## TASK INPUTS
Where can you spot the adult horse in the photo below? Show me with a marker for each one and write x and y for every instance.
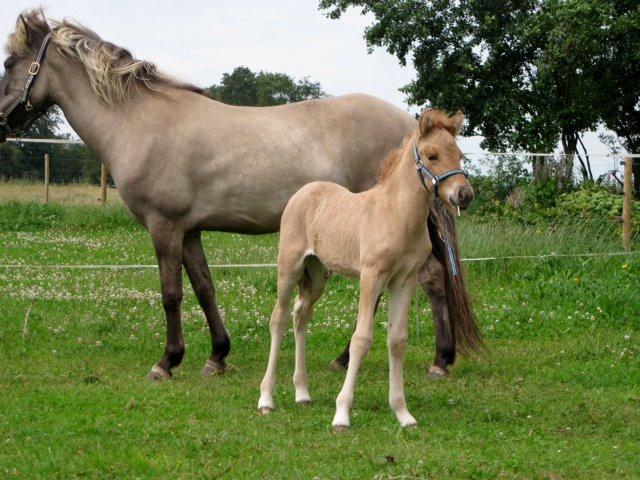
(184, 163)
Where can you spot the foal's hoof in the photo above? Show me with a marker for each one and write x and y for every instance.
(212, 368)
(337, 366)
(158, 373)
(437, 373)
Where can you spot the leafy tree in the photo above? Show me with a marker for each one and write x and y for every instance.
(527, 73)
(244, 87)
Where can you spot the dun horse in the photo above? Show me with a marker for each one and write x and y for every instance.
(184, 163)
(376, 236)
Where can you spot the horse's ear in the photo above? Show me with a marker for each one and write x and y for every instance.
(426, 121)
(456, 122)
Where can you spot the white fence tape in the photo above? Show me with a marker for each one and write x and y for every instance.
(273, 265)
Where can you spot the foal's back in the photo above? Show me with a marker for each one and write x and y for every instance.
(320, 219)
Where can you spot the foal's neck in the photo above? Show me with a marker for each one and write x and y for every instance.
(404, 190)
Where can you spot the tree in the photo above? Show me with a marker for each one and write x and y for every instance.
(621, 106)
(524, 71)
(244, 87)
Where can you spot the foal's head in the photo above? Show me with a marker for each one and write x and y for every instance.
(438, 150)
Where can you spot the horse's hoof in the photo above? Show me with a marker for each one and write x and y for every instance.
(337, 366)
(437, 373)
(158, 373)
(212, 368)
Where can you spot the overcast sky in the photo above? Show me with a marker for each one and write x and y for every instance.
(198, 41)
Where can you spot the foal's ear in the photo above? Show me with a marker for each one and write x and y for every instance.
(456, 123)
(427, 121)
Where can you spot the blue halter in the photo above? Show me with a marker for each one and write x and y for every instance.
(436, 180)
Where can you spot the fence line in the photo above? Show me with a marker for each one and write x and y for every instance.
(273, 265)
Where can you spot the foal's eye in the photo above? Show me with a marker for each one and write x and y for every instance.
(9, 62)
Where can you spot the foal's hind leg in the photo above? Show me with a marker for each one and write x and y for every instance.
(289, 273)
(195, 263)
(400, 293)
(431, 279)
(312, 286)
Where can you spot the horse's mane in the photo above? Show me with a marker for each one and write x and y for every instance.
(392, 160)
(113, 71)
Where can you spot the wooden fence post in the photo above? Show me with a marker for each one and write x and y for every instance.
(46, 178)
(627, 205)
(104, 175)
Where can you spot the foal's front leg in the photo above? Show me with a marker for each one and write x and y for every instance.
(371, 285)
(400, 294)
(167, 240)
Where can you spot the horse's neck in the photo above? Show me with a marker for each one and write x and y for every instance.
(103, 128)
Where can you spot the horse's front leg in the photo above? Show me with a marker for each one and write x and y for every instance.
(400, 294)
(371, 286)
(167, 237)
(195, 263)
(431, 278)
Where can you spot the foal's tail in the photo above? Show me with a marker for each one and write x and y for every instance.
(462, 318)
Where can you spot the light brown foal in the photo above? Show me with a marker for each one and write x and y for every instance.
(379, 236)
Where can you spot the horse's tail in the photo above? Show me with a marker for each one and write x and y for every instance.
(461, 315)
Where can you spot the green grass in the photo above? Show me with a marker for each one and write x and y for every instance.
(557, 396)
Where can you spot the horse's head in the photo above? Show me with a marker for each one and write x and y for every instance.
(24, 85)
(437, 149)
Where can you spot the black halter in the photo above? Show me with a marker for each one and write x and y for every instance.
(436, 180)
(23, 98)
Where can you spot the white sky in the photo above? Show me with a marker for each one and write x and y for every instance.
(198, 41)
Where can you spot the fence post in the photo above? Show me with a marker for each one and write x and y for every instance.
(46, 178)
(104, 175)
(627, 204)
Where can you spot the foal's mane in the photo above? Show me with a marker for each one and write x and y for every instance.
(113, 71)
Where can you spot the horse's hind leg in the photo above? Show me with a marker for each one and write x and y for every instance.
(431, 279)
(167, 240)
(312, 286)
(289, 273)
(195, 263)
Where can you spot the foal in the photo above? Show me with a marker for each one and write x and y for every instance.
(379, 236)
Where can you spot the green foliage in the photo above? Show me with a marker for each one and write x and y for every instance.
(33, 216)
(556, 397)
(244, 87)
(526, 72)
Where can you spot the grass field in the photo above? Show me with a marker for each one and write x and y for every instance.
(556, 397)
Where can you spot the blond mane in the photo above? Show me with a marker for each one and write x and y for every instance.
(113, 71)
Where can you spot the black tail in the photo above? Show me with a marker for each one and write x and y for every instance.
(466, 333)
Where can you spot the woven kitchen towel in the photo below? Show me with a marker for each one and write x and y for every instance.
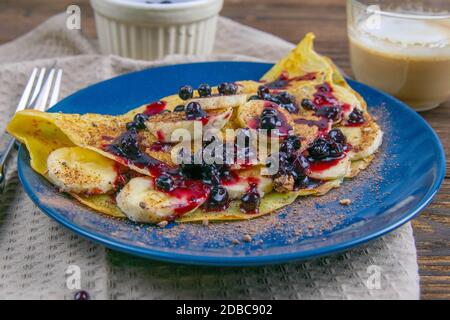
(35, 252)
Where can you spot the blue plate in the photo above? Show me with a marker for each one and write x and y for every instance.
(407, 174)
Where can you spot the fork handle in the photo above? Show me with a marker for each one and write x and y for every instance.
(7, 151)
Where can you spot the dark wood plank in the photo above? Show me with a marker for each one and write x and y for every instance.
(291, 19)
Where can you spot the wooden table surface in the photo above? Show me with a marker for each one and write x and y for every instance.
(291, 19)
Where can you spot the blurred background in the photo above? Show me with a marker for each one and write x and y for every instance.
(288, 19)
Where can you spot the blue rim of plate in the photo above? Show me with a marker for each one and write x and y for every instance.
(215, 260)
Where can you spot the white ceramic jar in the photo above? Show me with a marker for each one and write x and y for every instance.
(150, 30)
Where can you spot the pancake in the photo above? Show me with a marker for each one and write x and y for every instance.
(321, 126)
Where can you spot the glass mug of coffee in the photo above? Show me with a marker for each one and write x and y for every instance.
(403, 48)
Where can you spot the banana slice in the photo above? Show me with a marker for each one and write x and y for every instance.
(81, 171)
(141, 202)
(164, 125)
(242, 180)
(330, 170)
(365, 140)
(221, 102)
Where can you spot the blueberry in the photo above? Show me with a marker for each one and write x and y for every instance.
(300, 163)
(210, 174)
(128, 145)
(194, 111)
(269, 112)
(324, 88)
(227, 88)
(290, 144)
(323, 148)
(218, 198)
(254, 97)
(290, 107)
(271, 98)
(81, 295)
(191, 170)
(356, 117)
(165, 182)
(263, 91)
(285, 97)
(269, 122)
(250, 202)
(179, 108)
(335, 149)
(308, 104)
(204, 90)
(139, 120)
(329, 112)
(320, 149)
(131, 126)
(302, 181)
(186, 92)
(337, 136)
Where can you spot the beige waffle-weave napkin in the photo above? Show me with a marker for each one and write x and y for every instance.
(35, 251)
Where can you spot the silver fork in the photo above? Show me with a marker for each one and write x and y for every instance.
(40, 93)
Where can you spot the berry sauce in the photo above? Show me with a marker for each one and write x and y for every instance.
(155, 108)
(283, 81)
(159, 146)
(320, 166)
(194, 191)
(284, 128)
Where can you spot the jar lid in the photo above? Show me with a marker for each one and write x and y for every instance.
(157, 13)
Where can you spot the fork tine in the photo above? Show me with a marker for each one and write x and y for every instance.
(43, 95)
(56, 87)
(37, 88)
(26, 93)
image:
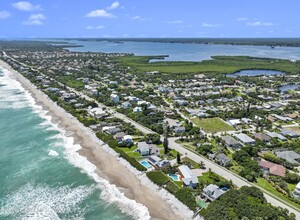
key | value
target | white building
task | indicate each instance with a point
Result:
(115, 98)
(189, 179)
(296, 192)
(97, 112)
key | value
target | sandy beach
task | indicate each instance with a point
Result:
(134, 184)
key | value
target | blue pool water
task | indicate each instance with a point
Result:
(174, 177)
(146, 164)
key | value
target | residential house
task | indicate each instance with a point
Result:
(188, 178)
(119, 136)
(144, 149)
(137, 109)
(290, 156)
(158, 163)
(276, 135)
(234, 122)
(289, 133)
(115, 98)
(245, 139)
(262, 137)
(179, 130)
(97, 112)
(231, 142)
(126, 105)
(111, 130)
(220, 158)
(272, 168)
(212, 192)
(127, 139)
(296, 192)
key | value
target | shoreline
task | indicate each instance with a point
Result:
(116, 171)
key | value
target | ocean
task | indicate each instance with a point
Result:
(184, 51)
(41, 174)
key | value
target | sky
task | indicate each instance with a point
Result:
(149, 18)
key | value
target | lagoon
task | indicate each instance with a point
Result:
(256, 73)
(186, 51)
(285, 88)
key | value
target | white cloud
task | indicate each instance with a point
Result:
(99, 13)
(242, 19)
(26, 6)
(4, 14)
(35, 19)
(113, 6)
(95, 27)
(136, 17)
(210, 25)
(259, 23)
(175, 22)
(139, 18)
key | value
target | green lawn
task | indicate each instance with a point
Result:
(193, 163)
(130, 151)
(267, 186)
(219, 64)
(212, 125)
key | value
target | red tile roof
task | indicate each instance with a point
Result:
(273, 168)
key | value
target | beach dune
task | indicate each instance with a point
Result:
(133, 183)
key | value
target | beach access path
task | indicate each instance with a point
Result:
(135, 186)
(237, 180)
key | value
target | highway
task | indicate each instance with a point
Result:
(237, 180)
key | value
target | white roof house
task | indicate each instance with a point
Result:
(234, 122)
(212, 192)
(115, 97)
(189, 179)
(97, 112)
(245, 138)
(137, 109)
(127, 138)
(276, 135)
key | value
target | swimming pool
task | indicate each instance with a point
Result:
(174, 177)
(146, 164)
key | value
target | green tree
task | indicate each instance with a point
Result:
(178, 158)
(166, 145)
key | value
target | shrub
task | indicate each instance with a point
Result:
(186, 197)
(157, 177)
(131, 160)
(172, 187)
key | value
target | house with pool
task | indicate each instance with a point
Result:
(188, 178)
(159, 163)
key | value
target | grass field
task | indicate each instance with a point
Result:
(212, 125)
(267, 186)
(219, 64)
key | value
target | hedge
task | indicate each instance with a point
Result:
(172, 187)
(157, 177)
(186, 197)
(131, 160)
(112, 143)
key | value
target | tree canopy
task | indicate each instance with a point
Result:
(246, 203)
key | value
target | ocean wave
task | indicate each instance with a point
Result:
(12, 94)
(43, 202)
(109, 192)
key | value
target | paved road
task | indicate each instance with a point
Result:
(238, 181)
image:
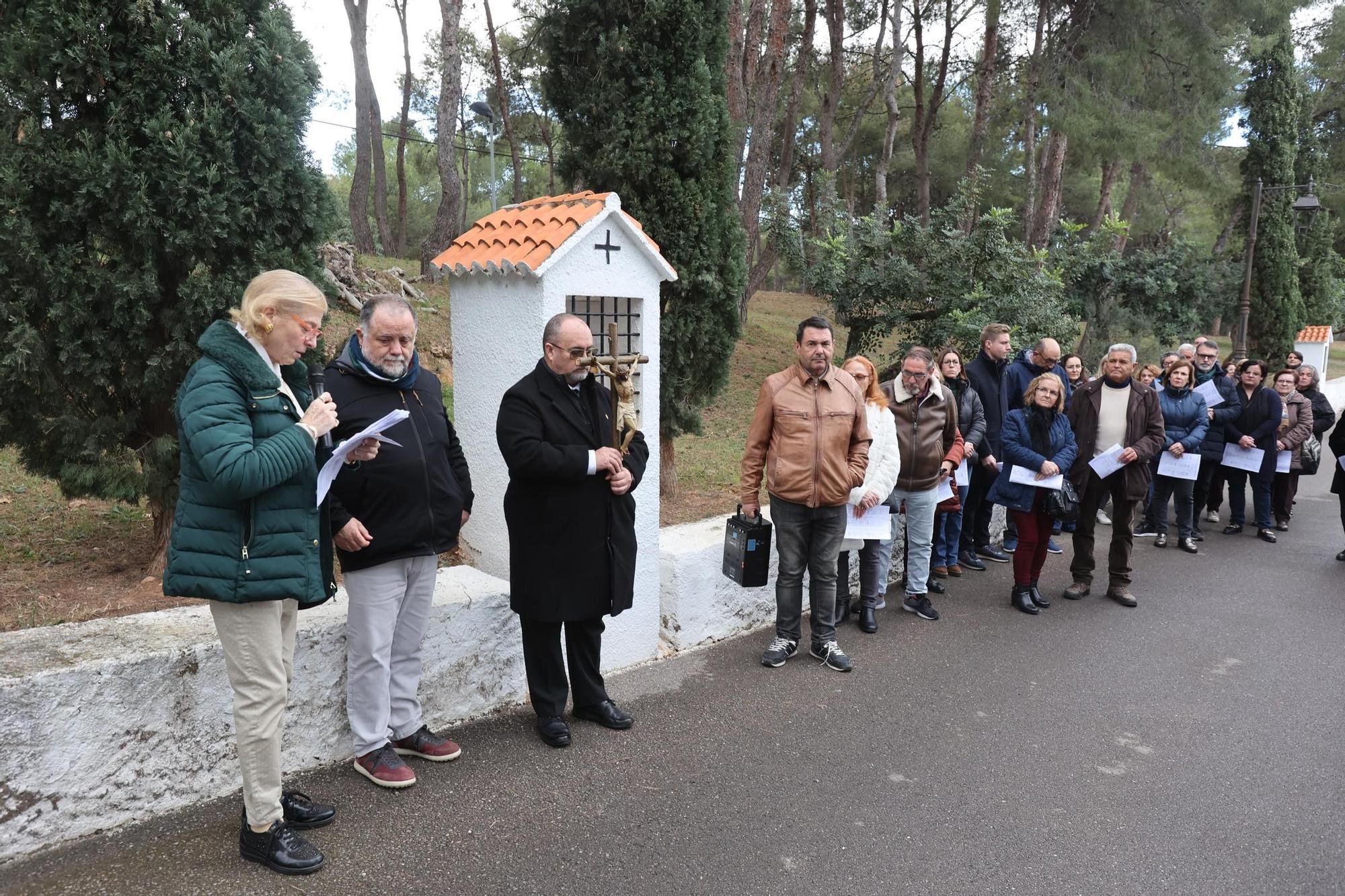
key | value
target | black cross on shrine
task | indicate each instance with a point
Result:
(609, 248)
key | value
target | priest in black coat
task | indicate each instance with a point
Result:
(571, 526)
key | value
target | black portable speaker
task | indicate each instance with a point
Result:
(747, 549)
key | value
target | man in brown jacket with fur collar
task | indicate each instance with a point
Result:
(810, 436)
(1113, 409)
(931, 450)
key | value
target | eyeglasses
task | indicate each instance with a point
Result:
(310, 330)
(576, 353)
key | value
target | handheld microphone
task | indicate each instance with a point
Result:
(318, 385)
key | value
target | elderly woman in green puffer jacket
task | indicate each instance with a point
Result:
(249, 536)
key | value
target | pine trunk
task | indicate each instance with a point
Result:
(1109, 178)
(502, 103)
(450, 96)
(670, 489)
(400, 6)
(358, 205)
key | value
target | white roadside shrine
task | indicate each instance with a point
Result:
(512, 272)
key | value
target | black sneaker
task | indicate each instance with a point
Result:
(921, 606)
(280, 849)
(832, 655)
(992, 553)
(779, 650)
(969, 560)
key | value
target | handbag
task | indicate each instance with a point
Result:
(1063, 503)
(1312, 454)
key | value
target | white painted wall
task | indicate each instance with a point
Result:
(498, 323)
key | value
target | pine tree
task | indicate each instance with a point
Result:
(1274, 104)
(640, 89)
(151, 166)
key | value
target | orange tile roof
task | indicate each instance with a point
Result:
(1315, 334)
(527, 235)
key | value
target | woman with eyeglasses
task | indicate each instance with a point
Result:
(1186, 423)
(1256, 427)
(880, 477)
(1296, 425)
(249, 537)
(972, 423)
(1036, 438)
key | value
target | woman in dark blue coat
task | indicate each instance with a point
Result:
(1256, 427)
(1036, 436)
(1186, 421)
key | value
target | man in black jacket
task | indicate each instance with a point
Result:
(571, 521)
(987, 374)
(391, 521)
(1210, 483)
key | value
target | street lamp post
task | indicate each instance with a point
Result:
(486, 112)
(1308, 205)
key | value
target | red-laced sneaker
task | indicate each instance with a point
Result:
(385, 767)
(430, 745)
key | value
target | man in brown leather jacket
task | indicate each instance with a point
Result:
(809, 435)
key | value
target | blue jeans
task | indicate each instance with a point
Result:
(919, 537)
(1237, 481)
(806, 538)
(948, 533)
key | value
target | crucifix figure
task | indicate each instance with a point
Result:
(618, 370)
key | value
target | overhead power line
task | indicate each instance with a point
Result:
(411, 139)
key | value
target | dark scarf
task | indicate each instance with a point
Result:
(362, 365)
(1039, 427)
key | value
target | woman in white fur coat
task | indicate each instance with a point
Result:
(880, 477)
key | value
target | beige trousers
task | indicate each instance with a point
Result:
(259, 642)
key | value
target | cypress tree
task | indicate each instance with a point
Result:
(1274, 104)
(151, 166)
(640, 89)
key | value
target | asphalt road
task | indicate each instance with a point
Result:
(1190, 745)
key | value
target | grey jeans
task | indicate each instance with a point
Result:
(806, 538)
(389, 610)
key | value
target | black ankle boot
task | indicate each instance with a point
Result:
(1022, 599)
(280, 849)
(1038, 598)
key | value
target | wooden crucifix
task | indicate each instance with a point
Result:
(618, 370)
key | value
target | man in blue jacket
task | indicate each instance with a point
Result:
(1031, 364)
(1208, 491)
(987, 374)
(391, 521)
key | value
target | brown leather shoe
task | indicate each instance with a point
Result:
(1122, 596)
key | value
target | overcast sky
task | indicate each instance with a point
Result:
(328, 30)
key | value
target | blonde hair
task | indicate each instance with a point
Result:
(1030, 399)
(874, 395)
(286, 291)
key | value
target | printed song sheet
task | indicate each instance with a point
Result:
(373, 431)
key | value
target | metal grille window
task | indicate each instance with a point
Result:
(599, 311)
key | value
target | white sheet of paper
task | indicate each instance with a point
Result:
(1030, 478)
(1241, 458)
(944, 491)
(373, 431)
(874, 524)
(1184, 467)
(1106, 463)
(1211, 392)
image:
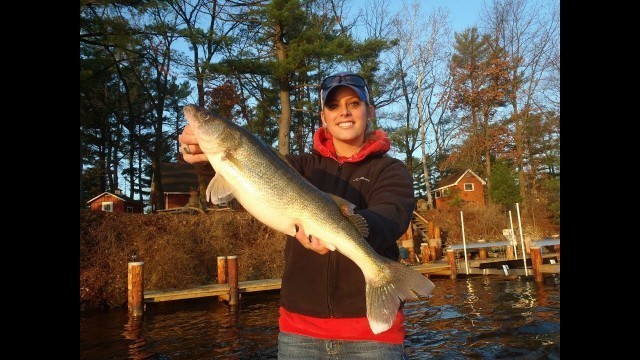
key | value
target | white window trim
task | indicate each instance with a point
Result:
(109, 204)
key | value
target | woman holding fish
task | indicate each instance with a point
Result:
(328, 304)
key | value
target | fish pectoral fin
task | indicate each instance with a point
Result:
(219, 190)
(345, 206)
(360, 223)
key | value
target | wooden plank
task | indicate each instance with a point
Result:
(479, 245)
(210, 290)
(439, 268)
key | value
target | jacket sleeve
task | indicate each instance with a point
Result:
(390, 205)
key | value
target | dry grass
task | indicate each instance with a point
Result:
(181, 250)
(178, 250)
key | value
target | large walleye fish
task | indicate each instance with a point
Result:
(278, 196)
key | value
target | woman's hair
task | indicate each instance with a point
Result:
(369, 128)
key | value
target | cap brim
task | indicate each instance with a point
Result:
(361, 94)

## WHAT YOU ARE ASKED TO DO
Pull every line containing "window" out of the records.

## ANSWER BOX
target | metal grille window
target | white window trim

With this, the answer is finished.